The problem: For this exercise, transcribe all of the entries exactly.

Stored data entries
'''
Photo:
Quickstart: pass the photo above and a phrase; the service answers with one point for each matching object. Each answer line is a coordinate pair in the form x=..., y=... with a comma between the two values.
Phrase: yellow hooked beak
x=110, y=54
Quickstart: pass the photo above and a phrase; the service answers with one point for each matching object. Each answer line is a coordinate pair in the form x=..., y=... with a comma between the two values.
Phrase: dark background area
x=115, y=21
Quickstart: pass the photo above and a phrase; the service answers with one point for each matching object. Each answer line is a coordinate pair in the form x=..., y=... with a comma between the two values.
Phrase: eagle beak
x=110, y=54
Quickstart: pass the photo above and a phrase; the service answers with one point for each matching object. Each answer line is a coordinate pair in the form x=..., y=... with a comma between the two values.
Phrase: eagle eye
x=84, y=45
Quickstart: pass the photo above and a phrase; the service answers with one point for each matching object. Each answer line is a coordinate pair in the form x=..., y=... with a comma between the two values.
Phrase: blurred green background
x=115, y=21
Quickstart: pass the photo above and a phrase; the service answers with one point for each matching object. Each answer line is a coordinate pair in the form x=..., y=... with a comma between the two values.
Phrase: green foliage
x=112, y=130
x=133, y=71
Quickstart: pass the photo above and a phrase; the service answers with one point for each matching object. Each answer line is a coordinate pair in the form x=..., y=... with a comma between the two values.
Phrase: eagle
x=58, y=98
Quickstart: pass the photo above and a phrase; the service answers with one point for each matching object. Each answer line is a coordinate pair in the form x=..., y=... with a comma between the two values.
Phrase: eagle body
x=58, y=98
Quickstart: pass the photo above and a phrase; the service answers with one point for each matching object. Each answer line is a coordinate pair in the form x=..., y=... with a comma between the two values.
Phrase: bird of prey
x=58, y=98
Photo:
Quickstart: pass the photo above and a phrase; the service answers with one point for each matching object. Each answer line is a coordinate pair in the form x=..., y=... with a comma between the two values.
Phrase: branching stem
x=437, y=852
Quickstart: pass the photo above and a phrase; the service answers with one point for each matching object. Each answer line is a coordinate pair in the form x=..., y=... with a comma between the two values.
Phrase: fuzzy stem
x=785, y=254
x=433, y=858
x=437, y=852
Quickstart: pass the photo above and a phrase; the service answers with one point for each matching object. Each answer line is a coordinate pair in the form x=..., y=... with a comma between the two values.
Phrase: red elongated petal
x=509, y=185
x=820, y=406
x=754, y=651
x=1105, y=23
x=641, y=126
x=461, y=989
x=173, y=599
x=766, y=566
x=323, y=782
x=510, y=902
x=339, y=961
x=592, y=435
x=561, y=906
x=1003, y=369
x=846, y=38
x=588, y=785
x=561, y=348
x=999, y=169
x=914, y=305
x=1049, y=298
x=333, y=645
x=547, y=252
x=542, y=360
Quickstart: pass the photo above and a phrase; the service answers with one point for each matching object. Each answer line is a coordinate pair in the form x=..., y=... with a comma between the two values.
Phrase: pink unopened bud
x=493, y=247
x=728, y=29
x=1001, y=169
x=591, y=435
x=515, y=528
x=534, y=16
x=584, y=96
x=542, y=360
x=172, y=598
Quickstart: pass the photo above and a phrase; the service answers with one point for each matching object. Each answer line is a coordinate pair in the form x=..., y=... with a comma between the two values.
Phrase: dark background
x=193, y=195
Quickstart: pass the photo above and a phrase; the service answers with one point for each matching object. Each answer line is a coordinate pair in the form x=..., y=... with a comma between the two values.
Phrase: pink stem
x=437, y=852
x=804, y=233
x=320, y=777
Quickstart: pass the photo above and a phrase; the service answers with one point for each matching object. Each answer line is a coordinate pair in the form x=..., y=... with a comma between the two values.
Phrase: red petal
'''
Problem solution:
Photo:
Quickstart: pass the photo above and a phrase; the service answers with one point for each matching object. Each answer line is a coordinate pair in the form x=..., y=... with a comma between the two values.
Phrase: yellow hooked beak
x=110, y=54
Quickstart: pass the photo above and a phrase; the service answers with one point for each matching object. Each answer line is a coordinate pair in the form x=..., y=... with a comma between the two values.
Phrase: dark background area
x=115, y=21
Quickstart: pass the photo above and a phrase; the service answers with one point for each matching object. Each answer line is a coordinate pair in the form x=..., y=... with a comma between the two values.
Phrase: eagle beak
x=110, y=54
Quickstart: pass the photo above and a phrase; the service answers with one point for each matching object. Each answer line is a coordinate pair in the form x=..., y=... with a comma between the two values.
Phrase: eagle eye
x=84, y=45
Quickstart: pass the photo above and a phrase; the service answers with one point for each matching object. Each answer line is a coordinate pair in the form x=..., y=... with a comma between the two values.
Phrase: blurred green background
x=115, y=21
Quickstart: pass the photo above and a phrase; the service answers with one point for each matching object. Each answer line is a coordinate pair in the form x=..., y=... with a comma between the two values.
Phrase: green foliage
x=112, y=130
x=133, y=71
Quickstart: pass the photo above and a phrase; the service answers with one point for each matching object. Each answer line is a coordinate pair in the form x=..., y=... with a comma between the two values.
Phrase: eagle
x=58, y=98
Quickstart: pass the photo above and a phrase; the service answers with one point for each matching object. Each answer line is a coordinate pair in the form x=..., y=... with a comma between the two values.
Phrase: eagle body
x=58, y=98
Quickstart: pass the photo above and a phrase; the service answers with one point for each matching object. Each answer line is a coordinate pair in the form x=..., y=... with a comma between the two values.
Phrase: bird of prey
x=58, y=98
Photo:
Quickstart: pass the photo above and a phrase; the service answers with one point for each matching object. Each answer line is a coordinate pair in the form x=..., y=... with a comma between the two values.
Phrase: branching stem
x=437, y=852
Quickstart: pass the photo above and a phrase; the service answers with one point for each matching object. Each answer line is a coordinate pair in the form x=..., y=... with a comma between the two values.
Phrase: fuzzy stem
x=785, y=254
x=433, y=858
x=437, y=852
Quickstart: pass the photo above and a phrase; the service answers with one point for each matching object. Each answer line is a coordinate pair in the form x=..., y=... with a comma between the two values.
Phrase: red elongated petal
x=509, y=185
x=820, y=406
x=754, y=651
x=1105, y=23
x=641, y=126
x=461, y=989
x=173, y=599
x=766, y=566
x=323, y=782
x=510, y=902
x=339, y=961
x=592, y=435
x=561, y=906
x=1003, y=369
x=846, y=38
x=588, y=785
x=561, y=348
x=999, y=169
x=914, y=305
x=1049, y=298
x=333, y=645
x=547, y=252
x=542, y=360
Quickstart: pass the photo above and a phrase; the service answers with one point for each matching object. Each answer line is a coordinate pair in the form x=..., y=... with a comma between the two values.
Phrase: pink unopened bud
x=493, y=247
x=728, y=29
x=1001, y=169
x=591, y=435
x=515, y=528
x=534, y=16
x=584, y=96
x=542, y=360
x=172, y=598
Quickstart: pass the photo above and a phrase; the service answers with one point for each matching object. Each answer line is a coordinate pair in the form x=..., y=... with a comma between the two values.
Phrase: dark background
x=193, y=195
Quickstart: pass the photo above and a phrase; the service answers with one point for each matching object. Each answer line is a coordinate pair in the form x=..., y=... with a comma between the two values.
Phrase: pink stem
x=437, y=852
x=804, y=233
x=320, y=777
Quickstart: pass the photo above and a phrase; the service answers with one point for each matching object. Each answer line is a coordinate pair in the form x=..., y=... with a comma between the two values.
Phrase: red petal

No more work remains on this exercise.